Saved data entries:

*-*-*

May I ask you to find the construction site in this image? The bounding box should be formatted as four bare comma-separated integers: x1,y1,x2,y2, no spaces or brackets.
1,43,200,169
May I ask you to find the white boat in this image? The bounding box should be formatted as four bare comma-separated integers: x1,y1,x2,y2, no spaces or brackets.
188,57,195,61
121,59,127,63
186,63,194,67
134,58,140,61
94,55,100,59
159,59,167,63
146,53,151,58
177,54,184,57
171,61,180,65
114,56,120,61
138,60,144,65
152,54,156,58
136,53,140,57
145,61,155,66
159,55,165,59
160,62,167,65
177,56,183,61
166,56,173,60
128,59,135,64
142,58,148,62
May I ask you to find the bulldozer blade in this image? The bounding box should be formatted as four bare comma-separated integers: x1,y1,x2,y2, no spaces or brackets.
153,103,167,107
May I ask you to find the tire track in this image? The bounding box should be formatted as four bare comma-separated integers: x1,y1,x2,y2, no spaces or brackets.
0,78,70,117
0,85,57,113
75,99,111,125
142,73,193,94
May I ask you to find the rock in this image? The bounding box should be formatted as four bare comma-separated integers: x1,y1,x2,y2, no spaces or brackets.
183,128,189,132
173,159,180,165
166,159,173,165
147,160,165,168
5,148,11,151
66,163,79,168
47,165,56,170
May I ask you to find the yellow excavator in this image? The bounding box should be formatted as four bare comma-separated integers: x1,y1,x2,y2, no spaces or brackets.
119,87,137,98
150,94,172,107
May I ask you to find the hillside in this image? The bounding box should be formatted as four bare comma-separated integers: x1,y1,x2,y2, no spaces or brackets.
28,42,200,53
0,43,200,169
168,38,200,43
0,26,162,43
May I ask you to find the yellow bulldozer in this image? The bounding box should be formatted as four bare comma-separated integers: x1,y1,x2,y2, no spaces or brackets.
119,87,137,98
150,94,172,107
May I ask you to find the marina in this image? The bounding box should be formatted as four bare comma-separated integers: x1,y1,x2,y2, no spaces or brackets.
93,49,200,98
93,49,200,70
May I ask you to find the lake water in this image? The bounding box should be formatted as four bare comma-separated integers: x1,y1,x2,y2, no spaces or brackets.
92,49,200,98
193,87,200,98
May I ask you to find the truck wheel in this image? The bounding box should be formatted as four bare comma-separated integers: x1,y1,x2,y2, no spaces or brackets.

*-*-*

- **What to work on**
What you return must be the entries, given again word for word.

- **Answer below**
May I ask you to find the construction site in this image? The bounding box should be formatted as four bare comma-separated integers: x1,y1,x2,y2, no spaces or brackets.
1,43,200,169
May I ask you to find the white boat in this image? The bounding box should be formatted as four bare comma-separated integers: x1,y1,x2,y2, no spaces or brackets.
188,57,195,61
121,59,127,63
186,63,194,67
134,58,140,61
94,55,100,59
159,59,167,63
146,53,151,58
177,54,184,57
171,61,180,65
114,56,120,61
138,60,144,65
152,54,156,58
136,53,140,57
145,61,155,66
159,55,165,59
160,62,167,65
177,56,183,61
166,56,173,60
128,59,135,64
142,58,148,62
May I ask you to find the bulldozer blade in this image? The bounding box should be formatted as four bare comma-separated integers: x1,y1,x2,y2, no spaces or brackets.
153,103,167,107
May I ask you to find the tire track in this image? The bounding box should be formatted as four bare comma-separated integers: x1,y1,x2,y2, no spaces or brackets.
0,78,70,117
0,85,57,113
75,99,111,125
142,73,193,94
May I ask you to find the rock in this image? The bounding box should be formatted as four bare comma-separated integers: x1,y1,x2,y2, no spaces or brackets.
183,128,189,132
173,159,180,165
166,159,173,165
147,160,165,168
5,148,11,151
66,163,79,168
47,165,56,170
May I ask you to find the yellow excavator in this image? The bounding box should be formatted as four bare comma-separated integers: x1,y1,x2,y2, no spaces or brackets.
119,87,137,98
150,94,172,107
May I ask you to find the hillside in this image? The bounding box should be formatted as four bare comma-separated integers: x1,y1,x2,y2, no spaces or brackets.
28,42,200,53
0,43,200,169
168,38,200,43
0,26,162,43
May I ask you to find the yellow bulldozer in this image? The bounding box should be formatted as four bare comma-separated integers: x1,y1,x2,y2, no spaces or brackets.
119,87,137,98
150,94,172,107
May I ask you to find the marina in this image? The bounding box should be formatted as four bare comma-separated integers: x1,y1,x2,y2, no spaces or brackets.
93,49,200,98
93,49,200,70
May I ask you to find the lake water in this image? The bounding box should be formatted as four bare comma-separated integers: x1,y1,x2,y2, no spaces or brackets.
92,49,200,98
193,87,200,98
May I ask you to find the truck wheel in this image? The bounding box should be formatted as four bare comma-separated integers: x1,y1,x2,y2, no spaces or brackets.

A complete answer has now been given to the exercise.